Yang Harus Dikerjakan »
**a)** Terjemahkan kalimat dari tulisan tentang KRL Jabodetabek ini ke dalam bahasa Inggris: "Siapa sadar, gerbong-gerbong kereta api kebanggaan Ibu Kota ini mengancam nyawa-nyawa manusianya."
**b)** Salin persis bagian tulisan tentang KRL Jabodetabek yang dimulai dari "Kira-kira, sudah sebulan" dan berakhir pada "pulang ke istananya.".

Bermain Nyawa Di Gerbong KRL Jabodetabek

Sebuah Kepadatan di Salah Satu Stasiun Jabodetabek

Kira-kira, sudah sebulan lebih mencobanya. Melacurkan otak, nyawa dan kesehatan tubuh untuk pekerjaan dan isi perut. Sudah semakin gawat dan mengancam darurat, terkhusus bagi siapa saja yang memujanya untuk pergi ke tempat ini dan itu. Terlebih lagi, menaikinya di jam-jam orang-orang tergesa bekerja dan bersekolah, menaikinya pula di jam-jam selepas mereka pulang ke rumah masing-masing.

Siapa sadar, gerbong-gerbong kereta api kebanggaan Ibu Kota ini mengancam nyawa-nyawa manusianya.

Sepertinya 'Biasa saja dan tidak ada sama sekali hebatnya’. Beberapa hari lalu tentang keviralan Presiden Jokowi bertumpah ruah dengan para penumpang lain pulang ke istananya.

Kalau memang ingin merasakan, rasakan saja pergi rapat atau melayani pertemuan dengan kerabat dan pejabat negara yang diadakan di wilayah Jabodetabek dengan menaiki KRL.

Entri Tersimpan
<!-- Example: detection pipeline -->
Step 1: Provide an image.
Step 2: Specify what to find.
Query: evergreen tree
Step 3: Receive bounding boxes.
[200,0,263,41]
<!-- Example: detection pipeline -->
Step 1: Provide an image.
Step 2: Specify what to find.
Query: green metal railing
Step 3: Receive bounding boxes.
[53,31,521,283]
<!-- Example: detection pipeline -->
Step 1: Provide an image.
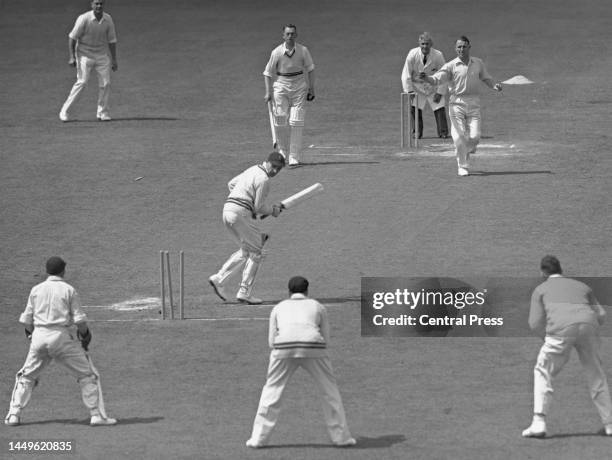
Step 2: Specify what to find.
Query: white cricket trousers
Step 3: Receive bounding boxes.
[62,54,111,118]
[273,75,308,161]
[533,324,612,425]
[448,101,481,168]
[9,327,99,415]
[251,351,351,445]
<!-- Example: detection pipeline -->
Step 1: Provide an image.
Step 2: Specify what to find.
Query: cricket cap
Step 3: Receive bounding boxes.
[46,256,66,275]
[268,152,285,166]
[288,276,308,294]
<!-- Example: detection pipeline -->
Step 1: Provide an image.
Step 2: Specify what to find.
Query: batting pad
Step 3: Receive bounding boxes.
[289,107,306,126]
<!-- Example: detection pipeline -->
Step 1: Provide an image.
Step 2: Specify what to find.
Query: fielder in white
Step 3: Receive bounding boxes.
[523,256,612,438]
[402,32,448,139]
[59,0,118,121]
[419,36,502,176]
[4,257,117,426]
[263,24,315,166]
[246,276,356,448]
[208,152,285,305]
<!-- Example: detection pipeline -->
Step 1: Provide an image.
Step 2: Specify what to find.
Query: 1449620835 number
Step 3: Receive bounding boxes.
[8,439,76,454]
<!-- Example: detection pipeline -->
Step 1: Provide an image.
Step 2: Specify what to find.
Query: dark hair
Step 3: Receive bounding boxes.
[540,255,563,276]
[46,256,66,275]
[288,276,308,294]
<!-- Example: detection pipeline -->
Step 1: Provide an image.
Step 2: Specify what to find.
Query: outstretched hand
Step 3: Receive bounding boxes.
[77,329,91,351]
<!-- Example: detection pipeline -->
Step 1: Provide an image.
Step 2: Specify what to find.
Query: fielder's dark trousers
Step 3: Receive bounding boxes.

Kumpulan Jawaban »
**a)** Who realizes it: these train cars, the pride of the Capital, threaten the lives of its people.

**b)**
Kira-kira, sudah sebulan lebih mencobanya. Melacurkan otak, nyawa dan kesehatan tubuh untuk pekerjaan dan isi perut. Sudah semakin gawat dan mengancam darurat, terkhusus bagi siapa saja yang memujanya untuk pergi ke tempat ini dan itu. Terlebih lagi, menaikinya di jam-jam orang-orang tergesa bekerja dan bersekolah, menaikinya pula di jam-jam selepas mereka pulang ke rumah masing-masing.

Siapa sadar, gerbong-gerbong kereta api kebanggaan Ibu Kota ini mengancam nyawa-nyawa manusianya.

Sepertinya 'Biasa saja dan tidak ada sama sekali hebatnya’. Beberapa hari lalu tentang keviralan Presiden Jokowi bertumpah ruah dengan para penumpang lain pulang ke istananya.